--- start Page extract ---

The only insight Adeniyi offered into the crisis management capacity of YarAdua, already widely perceived as a fatalistic, aloof president, is his claim that the president sought and got representations from the PPPRA, the NNPC, the Inland Revenue Service, and legal experts on the legal and financial propriety of a VAT and fuel price increase. We were not told why he did not seek the views of organized labor or civil society groups, the two organizational constituencies most representative of the Nigerian people. This casual negligence conflicts with YarAduas posturing as a listening, compassionate servant-leader. The important question to pose is: should an astute, compassionate president only be concerned with the fiscal and legal costs of his actions? How about the social costs of such actions? Government, it should be stressed, exists for the people and their needs, not for abstract pursuits of legality and fiscal equilibrium.
A common thread than run through Adeniyis write-up is that of shunning populism for the long view. YarAdua, he claims, appreciates the long-term benefits of the fuel price increase despite its unpopularity. This vision, we are told, has defines his approach to the agitation for reversion of the pump price to N65. No one has a problem with presidents and political leaders thinking strategically and shunning convenient populism for more profound, thoughtful, and far-reaching policies. The problem is that the logic of the PPPRA and the Bretton Woods institutions that it parrots, not to mention that of the fuel importers lobby, upon which Obasanjos and now YarAduas long view depends, has long been discredited in theory and practice.
The idea that all subsidies are bad or that it is wrong, regardless of the product or sector involved, for government to maintain a subsidy, is economically passé. Perceptive and humble economists, some of them Nobel winners, have acknowledged that limited, strategically targeted, and carefully policed subsidies on strategic products and industries are not only necessary for the growth of young economies, they are compatible with the nurturing of a capitalist economy. Similarly, countries that have defied the Bretton Woods institutions and initiated or preserved sector-specific subsidies have done well economically, even recovering from crisis brought on by the fanatical application of free market orthodoxy. Malaysias recovery from the Asian economic crisis is a good example. More relevant to our situation is the fact that Brazil, Saudi Arabia, and Iran, and other major oil producers heavily subsidize petroleum products for their citizens and not only have they done well economically, they cannot by any stretch of the imagination be described as socialist, non-capitalist economies, the label that our approval-seeking reformers shun like a plague.
Adeniyi claims that YarAdua had, through his consultations prior to the strike action, decided to revert to the 5 percent VAT, to reduce the pump price of petrol by N5 and to pay the 15 percent salary increase to civil servants. The implication is that the strike action was unnecessary since all these decisions had been taken. My question to Adeniyi is: if YarAdua had already decided on what would later be advertised as governments offer, why were these same decisions advanced by governments negotiators and spokespersons as concessions to labor? There is, it seems, a clever attempt here by Adeniyi and other government people to control both sides of the debate. The concessions cannot be prior decisions, and the decisions cannot be repackaged as concessions. One explanation has to give.

--- end Page extract ---

_Requirement 1_: Transcribe the portion of the fuel-subsidy commentary between "Adeniyi claims that" and "has to give.", inclusive.
_Requirement 2_: In the fuel-subsidy commentary, which country's recovery from the Asian economic crisis is offered as a good example?

--- start Excerpted records ---

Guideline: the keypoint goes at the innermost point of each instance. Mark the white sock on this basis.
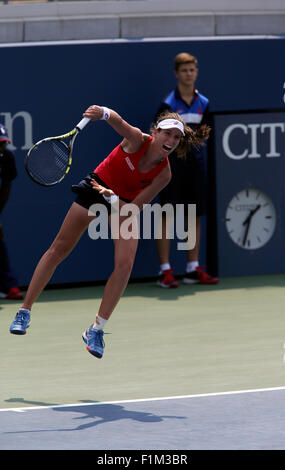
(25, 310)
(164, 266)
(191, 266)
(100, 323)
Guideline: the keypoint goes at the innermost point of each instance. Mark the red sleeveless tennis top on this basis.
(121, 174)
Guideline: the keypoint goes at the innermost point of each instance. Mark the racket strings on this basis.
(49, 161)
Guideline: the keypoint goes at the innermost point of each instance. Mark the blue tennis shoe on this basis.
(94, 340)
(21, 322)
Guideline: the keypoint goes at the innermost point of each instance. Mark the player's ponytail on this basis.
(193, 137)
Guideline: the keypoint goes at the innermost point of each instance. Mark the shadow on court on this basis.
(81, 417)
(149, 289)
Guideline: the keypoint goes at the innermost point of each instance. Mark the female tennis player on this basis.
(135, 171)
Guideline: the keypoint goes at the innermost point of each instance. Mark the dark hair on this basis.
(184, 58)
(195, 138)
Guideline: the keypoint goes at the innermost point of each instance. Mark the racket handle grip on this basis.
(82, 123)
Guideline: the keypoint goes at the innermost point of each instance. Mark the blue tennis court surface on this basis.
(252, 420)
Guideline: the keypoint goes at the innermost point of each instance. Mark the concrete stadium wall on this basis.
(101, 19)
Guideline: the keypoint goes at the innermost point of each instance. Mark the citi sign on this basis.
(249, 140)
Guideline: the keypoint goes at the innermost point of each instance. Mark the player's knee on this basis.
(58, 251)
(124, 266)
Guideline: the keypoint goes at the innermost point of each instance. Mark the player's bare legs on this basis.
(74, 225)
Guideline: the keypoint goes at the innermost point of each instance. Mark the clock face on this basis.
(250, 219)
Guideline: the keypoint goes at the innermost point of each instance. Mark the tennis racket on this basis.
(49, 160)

--- end Excerpted records ---

_Correct result 1_:
Adeniyi claims that YarAdua had, through his consultations prior to the strike action, decided to revert to the 5 percent VAT, to reduce the pump price of petrol by N5 and to pay the 15 percent salary increase to civil servants. The implication is that the strike action was unnecessary since all these decisions had been taken. My question to Adeniyi is: if YarAdua had already decided on what would later be advertised as governments offer, why were these same decisions advanced by governments negotiators and spokespersons as concessions to labor? There is, it seems, a clever attempt here by Adeniyi and other government people to control both sides of the debate. The concessions cannot be prior decisions, and the decisions cannot be repackaged as concessions. One explanation has to give.

_Correct result 2_: Malaysia